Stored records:
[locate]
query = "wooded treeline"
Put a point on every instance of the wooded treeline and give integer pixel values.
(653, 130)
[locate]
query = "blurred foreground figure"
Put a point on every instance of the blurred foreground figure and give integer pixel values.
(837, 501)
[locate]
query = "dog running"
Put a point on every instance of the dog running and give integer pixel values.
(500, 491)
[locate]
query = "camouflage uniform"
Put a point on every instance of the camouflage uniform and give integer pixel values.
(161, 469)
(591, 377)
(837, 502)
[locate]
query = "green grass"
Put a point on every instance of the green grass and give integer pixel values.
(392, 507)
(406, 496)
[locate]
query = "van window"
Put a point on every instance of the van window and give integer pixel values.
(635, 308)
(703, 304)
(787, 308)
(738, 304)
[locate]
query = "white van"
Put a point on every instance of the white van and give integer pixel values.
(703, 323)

• GOAL:
Reproduce the entire listing above line for line, with no changes.

• ANSWER FOR THIS EXERCISE:
[locate]
query = "wooded treeline"
Put a point on every instance of the wooded treeline and give integer pixel values.
(653, 130)
[locate]
query = "blurred foreground figure"
Put a point on every instance of the blurred foreground figure and give integer pixel values.
(837, 501)
[locate]
query = "dog running"
Put a point on every instance of the dog running and give integer pixel values.
(500, 491)
[locate]
query = "camouflage uniform"
Put a point on every instance of the camouflage uniform and give integer pixel values.
(161, 469)
(591, 377)
(837, 502)
[locate]
query = "green grass"
Put a point on every instance of the green grass and give integer pixel values.
(392, 507)
(406, 496)
[locate]
query = "van window"
Put a point on every instance of the van window and give integer pixel values.
(635, 308)
(703, 304)
(787, 308)
(738, 304)
[locate]
query = "white van"
Put a point on every instance of the white van and give integer pixel values.
(703, 323)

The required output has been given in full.